What to work on:
Swap "lamp post" for "street light" in the part of the data that opens with the line containing "trace the outline of every instance of the white" and closes with the line containing "138), (180, 144)]". Return only those lines, with everything else left unchanged.

(Lines of data)
┌──

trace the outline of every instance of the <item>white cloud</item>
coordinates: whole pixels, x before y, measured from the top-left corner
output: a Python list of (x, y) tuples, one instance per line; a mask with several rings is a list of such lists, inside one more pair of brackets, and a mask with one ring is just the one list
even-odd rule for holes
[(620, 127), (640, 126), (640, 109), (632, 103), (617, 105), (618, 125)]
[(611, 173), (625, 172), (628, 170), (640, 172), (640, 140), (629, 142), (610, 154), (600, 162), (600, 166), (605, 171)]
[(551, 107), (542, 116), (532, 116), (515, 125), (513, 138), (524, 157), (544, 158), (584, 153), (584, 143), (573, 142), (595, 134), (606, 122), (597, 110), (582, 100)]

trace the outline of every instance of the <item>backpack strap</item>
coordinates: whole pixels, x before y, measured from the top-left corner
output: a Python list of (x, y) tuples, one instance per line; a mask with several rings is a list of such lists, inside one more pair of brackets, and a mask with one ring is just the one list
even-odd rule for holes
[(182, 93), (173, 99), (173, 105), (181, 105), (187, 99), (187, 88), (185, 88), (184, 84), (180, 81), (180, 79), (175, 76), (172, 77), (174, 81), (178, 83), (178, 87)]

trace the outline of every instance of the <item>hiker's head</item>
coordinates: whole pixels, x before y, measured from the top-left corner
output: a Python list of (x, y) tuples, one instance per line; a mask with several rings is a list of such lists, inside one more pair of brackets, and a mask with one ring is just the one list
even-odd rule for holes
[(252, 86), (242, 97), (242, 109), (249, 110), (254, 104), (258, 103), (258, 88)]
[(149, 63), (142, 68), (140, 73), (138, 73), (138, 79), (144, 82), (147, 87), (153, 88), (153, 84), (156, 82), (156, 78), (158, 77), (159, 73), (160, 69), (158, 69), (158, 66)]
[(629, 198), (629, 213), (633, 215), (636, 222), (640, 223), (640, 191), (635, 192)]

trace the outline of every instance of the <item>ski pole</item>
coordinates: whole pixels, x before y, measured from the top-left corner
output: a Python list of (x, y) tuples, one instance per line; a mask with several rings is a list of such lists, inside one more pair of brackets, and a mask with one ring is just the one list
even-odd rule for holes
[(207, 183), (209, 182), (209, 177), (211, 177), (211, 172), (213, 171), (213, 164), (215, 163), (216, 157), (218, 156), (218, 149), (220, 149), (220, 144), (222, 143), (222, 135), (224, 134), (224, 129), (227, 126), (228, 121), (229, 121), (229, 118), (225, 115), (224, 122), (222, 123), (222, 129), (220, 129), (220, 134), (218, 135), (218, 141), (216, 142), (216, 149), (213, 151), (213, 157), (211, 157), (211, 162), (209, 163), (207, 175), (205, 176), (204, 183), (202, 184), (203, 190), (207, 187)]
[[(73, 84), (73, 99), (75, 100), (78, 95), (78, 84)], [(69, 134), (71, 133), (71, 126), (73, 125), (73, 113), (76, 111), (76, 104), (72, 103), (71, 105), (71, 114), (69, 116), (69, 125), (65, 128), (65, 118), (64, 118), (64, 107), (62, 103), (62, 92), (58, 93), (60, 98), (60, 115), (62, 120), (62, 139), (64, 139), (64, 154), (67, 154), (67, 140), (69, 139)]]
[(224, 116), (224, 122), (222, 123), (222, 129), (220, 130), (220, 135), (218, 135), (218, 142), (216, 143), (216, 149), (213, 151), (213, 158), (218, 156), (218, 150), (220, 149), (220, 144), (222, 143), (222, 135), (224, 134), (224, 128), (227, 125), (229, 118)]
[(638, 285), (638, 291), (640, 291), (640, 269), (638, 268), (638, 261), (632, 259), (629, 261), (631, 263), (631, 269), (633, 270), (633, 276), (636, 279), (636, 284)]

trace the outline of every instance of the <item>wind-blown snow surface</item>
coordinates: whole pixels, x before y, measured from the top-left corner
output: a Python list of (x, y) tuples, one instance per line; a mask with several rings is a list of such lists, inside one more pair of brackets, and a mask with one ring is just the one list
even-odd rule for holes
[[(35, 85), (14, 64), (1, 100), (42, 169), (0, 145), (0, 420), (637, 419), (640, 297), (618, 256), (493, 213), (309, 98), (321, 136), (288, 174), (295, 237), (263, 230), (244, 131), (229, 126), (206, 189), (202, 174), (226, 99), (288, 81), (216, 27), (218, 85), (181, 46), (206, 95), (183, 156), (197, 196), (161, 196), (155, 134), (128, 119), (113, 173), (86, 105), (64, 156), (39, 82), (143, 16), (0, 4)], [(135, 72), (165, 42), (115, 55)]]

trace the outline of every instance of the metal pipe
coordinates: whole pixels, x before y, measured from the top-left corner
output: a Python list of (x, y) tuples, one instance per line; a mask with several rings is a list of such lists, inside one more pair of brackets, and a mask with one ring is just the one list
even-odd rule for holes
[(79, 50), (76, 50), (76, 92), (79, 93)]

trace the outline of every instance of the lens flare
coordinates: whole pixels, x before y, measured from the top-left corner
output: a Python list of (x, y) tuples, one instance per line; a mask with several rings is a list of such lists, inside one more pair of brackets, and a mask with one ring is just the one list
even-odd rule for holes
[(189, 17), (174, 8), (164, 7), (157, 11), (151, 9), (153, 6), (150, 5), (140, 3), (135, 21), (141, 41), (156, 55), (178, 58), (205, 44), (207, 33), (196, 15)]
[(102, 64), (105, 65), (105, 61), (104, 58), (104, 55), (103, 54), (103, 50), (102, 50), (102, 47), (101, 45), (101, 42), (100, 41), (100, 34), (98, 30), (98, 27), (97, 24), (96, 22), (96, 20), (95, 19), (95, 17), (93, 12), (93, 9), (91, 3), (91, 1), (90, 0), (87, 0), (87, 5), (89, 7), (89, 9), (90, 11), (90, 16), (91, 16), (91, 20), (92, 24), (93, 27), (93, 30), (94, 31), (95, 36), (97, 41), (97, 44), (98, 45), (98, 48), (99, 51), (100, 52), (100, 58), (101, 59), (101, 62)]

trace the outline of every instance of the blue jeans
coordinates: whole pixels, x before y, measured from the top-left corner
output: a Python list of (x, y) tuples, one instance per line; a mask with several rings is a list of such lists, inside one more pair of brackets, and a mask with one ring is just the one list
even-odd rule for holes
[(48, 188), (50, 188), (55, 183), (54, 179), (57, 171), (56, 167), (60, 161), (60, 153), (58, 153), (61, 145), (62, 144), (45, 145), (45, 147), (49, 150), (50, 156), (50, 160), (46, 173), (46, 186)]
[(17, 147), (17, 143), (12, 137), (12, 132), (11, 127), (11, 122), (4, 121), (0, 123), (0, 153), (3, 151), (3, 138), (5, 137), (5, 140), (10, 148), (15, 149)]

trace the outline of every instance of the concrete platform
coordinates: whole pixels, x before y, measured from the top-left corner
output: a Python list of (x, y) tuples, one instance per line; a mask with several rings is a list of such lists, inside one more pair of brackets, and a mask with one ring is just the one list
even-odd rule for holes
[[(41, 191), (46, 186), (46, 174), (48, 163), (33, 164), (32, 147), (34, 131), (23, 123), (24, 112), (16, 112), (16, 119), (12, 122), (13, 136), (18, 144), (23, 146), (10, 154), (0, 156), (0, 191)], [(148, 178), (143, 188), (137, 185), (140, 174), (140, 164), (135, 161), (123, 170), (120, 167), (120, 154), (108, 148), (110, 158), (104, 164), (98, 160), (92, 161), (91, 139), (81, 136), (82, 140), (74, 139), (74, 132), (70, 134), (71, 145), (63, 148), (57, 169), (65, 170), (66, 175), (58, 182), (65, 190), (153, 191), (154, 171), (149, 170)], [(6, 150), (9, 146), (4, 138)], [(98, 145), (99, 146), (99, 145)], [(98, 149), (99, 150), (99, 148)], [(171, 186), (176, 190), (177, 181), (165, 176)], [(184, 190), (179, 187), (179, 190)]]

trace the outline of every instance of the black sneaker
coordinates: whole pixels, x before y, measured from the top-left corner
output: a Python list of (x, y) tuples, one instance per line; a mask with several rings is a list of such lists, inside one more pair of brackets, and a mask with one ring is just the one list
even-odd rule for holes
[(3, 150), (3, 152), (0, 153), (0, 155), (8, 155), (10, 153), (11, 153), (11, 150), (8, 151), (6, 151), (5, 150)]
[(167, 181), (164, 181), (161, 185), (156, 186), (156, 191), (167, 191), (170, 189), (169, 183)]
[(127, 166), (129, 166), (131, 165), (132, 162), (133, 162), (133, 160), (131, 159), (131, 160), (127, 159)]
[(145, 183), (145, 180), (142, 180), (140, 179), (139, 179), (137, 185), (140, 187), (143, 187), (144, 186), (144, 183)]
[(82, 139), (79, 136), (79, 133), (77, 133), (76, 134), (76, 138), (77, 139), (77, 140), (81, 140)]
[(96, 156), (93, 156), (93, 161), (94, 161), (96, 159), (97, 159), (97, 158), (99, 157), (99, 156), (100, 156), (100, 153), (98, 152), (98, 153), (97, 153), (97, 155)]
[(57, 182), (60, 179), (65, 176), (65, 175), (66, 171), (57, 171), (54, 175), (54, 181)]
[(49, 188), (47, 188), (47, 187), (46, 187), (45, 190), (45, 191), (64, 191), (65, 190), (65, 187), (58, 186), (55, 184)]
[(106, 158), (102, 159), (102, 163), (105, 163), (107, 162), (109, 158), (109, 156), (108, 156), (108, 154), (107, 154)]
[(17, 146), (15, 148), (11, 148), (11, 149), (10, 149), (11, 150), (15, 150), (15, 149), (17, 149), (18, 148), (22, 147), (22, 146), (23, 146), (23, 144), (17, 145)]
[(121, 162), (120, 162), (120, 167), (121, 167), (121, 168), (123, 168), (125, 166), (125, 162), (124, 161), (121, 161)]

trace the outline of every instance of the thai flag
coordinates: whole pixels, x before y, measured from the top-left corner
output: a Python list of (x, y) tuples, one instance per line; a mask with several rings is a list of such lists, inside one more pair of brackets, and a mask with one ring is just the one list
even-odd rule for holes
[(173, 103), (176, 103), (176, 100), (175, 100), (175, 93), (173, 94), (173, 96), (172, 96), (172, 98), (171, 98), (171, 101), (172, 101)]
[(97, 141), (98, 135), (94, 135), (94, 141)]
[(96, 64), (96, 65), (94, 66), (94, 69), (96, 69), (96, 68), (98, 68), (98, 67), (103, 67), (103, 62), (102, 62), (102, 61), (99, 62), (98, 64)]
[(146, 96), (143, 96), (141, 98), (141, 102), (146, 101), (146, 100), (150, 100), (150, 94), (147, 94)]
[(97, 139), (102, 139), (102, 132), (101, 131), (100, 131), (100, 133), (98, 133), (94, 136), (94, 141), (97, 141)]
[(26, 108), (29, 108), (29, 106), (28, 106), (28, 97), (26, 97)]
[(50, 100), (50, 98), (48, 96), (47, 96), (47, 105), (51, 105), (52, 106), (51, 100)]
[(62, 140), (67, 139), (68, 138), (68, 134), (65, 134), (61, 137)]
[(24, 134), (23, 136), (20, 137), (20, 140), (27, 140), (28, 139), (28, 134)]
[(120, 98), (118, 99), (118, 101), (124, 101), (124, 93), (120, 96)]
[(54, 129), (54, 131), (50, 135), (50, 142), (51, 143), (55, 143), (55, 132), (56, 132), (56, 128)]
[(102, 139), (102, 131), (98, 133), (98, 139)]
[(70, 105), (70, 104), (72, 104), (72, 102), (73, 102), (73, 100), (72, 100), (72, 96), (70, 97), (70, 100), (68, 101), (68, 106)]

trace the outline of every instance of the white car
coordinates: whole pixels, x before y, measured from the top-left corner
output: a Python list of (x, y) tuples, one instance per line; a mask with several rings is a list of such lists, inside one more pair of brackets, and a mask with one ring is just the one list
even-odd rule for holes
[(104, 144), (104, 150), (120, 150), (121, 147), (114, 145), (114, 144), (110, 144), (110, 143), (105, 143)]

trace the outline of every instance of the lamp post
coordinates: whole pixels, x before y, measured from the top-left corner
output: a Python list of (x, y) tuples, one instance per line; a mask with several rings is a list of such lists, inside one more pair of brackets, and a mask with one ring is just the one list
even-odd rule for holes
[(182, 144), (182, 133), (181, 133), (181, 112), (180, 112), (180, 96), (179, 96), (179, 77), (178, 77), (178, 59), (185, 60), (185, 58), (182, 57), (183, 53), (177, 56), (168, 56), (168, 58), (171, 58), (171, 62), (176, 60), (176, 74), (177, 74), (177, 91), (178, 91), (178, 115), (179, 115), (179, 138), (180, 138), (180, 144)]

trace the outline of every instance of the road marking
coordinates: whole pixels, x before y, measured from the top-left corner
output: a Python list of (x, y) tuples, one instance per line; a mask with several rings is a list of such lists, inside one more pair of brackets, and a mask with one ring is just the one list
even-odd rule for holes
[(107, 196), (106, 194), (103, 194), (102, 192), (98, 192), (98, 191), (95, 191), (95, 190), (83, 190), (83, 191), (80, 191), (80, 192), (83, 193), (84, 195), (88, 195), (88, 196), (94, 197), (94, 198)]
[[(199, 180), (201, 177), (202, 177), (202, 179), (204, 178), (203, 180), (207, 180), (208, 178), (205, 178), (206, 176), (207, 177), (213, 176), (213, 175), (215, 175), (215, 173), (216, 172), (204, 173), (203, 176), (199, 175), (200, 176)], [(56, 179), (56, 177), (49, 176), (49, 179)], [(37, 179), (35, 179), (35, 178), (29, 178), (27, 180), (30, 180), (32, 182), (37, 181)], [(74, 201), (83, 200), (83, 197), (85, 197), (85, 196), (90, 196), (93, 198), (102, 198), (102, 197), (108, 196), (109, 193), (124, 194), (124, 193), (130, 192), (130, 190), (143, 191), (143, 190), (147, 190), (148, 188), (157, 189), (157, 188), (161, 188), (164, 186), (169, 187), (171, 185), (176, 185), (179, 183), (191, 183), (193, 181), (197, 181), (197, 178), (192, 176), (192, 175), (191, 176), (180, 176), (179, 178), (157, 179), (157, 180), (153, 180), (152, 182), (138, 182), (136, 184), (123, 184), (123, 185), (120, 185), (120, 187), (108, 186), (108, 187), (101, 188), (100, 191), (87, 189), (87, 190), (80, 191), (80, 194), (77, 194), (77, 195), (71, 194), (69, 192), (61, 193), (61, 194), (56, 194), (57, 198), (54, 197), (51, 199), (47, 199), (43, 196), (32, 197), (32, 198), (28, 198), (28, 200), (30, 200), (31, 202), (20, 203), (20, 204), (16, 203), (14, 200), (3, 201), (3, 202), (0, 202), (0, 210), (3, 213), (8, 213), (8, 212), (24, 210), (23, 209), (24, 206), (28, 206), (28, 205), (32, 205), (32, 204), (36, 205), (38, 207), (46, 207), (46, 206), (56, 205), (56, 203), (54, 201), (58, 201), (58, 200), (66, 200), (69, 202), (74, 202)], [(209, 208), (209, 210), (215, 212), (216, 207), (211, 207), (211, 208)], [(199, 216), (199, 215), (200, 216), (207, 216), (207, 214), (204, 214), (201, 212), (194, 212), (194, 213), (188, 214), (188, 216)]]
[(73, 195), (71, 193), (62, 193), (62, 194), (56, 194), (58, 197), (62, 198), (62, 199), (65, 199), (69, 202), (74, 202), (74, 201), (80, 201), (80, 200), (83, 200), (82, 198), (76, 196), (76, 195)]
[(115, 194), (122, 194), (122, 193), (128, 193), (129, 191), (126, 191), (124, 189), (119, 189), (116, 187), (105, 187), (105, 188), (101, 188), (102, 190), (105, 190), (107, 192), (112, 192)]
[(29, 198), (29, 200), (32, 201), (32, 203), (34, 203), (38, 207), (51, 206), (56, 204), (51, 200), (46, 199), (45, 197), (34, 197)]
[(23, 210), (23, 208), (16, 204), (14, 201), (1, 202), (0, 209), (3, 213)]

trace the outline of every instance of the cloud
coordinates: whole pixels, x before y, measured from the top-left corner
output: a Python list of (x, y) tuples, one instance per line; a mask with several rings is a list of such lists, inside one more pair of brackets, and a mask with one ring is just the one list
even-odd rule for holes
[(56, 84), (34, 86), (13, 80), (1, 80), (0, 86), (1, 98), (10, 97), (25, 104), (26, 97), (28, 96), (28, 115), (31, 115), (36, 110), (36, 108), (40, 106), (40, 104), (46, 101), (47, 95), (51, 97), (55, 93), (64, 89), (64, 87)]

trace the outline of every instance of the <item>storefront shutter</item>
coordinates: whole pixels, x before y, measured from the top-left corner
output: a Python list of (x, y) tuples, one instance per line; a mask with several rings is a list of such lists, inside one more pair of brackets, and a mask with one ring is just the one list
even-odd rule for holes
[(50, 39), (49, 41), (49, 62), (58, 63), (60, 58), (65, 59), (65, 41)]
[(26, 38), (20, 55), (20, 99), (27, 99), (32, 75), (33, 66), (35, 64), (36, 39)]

└──

Answer to the problem:
trace the outline of every instance of the white car
coordinates: whole pixels, x before y, measured from the top-left corner
output: a Python list of (x, y) tuples, one instance per line; a mask with several rings is a list of such lists, inside one more pair of brackets, and a mask with one ring is just the one list
even-odd rule for holes
[(104, 144), (104, 150), (120, 150), (121, 147), (114, 145), (114, 144), (110, 144), (110, 143), (105, 143)]

trace the outline of every instance of the street light
coordinates: whole pixels, x before y, measured from the top-left corner
output: a Python list of (x, y) tuples, one instance per line; a mask with several rings is a list of such lists, inside one more pair of brackets, and a mask with one ring is just the one list
even-odd rule for holes
[(182, 144), (182, 133), (181, 133), (181, 112), (180, 112), (180, 96), (179, 96), (179, 77), (178, 77), (178, 59), (185, 60), (185, 58), (182, 57), (183, 53), (177, 56), (168, 56), (168, 58), (171, 58), (171, 62), (176, 60), (176, 74), (177, 74), (177, 91), (178, 91), (178, 115), (179, 115), (179, 138), (180, 138), (180, 144)]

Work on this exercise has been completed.